[Items listed in a dataset]
## start
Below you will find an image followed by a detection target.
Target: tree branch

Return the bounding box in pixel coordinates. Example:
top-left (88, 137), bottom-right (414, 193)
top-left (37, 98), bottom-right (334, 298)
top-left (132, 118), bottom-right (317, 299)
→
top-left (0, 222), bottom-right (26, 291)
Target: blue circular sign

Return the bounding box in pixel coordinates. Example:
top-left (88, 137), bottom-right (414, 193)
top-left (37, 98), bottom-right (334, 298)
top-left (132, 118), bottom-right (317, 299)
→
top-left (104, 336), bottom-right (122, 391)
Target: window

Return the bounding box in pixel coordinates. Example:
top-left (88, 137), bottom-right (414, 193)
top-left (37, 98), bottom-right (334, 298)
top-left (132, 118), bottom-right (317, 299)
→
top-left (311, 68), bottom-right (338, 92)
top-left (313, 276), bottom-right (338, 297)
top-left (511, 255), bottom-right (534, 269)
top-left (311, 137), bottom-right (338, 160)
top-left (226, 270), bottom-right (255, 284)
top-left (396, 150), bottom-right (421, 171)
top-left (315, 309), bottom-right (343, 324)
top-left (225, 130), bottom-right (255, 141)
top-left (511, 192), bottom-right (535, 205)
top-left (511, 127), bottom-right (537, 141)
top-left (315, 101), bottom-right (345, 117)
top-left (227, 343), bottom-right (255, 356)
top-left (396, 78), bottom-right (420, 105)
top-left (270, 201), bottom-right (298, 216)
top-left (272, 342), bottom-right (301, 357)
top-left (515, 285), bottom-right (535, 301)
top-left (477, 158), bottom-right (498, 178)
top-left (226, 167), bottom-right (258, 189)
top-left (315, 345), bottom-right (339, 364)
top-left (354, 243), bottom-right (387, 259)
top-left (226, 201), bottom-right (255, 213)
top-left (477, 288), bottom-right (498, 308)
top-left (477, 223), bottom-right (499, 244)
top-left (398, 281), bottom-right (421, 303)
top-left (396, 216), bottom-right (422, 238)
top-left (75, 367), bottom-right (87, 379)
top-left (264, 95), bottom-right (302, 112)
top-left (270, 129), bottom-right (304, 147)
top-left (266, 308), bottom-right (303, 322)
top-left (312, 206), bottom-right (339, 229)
## end
TASK OBJECTIVE - Write out every row above again, keeping each line identical to the original.

REPLY -
Below you will find an image followed by a detection target.
Target: tree branch

Return the bounding box in pixel coordinates. Example:
top-left (88, 137), bottom-right (414, 193)
top-left (37, 98), bottom-right (334, 298)
top-left (132, 118), bottom-right (317, 299)
→
top-left (0, 222), bottom-right (26, 291)
Target: blue circular sign

Return the bounding box in pixel coordinates. Example:
top-left (88, 137), bottom-right (414, 193)
top-left (37, 98), bottom-right (334, 298)
top-left (132, 118), bottom-right (317, 299)
→
top-left (104, 336), bottom-right (122, 391)
Target: window

Return the bounding box in pixel coordinates. Example:
top-left (88, 137), bottom-right (414, 193)
top-left (37, 98), bottom-right (334, 298)
top-left (132, 118), bottom-right (317, 299)
→
top-left (311, 68), bottom-right (338, 92)
top-left (313, 276), bottom-right (338, 297)
top-left (511, 255), bottom-right (534, 269)
top-left (311, 137), bottom-right (338, 160)
top-left (226, 270), bottom-right (255, 284)
top-left (396, 150), bottom-right (421, 171)
top-left (315, 309), bottom-right (343, 324)
top-left (225, 130), bottom-right (255, 141)
top-left (511, 192), bottom-right (535, 205)
top-left (511, 127), bottom-right (537, 141)
top-left (315, 101), bottom-right (345, 117)
top-left (227, 343), bottom-right (255, 356)
top-left (396, 78), bottom-right (420, 105)
top-left (270, 201), bottom-right (298, 216)
top-left (272, 342), bottom-right (301, 357)
top-left (515, 285), bottom-right (535, 301)
top-left (477, 158), bottom-right (498, 178)
top-left (226, 167), bottom-right (258, 189)
top-left (315, 345), bottom-right (339, 364)
top-left (354, 243), bottom-right (387, 259)
top-left (226, 201), bottom-right (255, 213)
top-left (477, 288), bottom-right (498, 308)
top-left (477, 223), bottom-right (499, 244)
top-left (398, 281), bottom-right (421, 303)
top-left (396, 216), bottom-right (422, 238)
top-left (75, 367), bottom-right (87, 379)
top-left (264, 95), bottom-right (302, 112)
top-left (270, 129), bottom-right (304, 147)
top-left (266, 308), bottom-right (303, 322)
top-left (312, 206), bottom-right (339, 229)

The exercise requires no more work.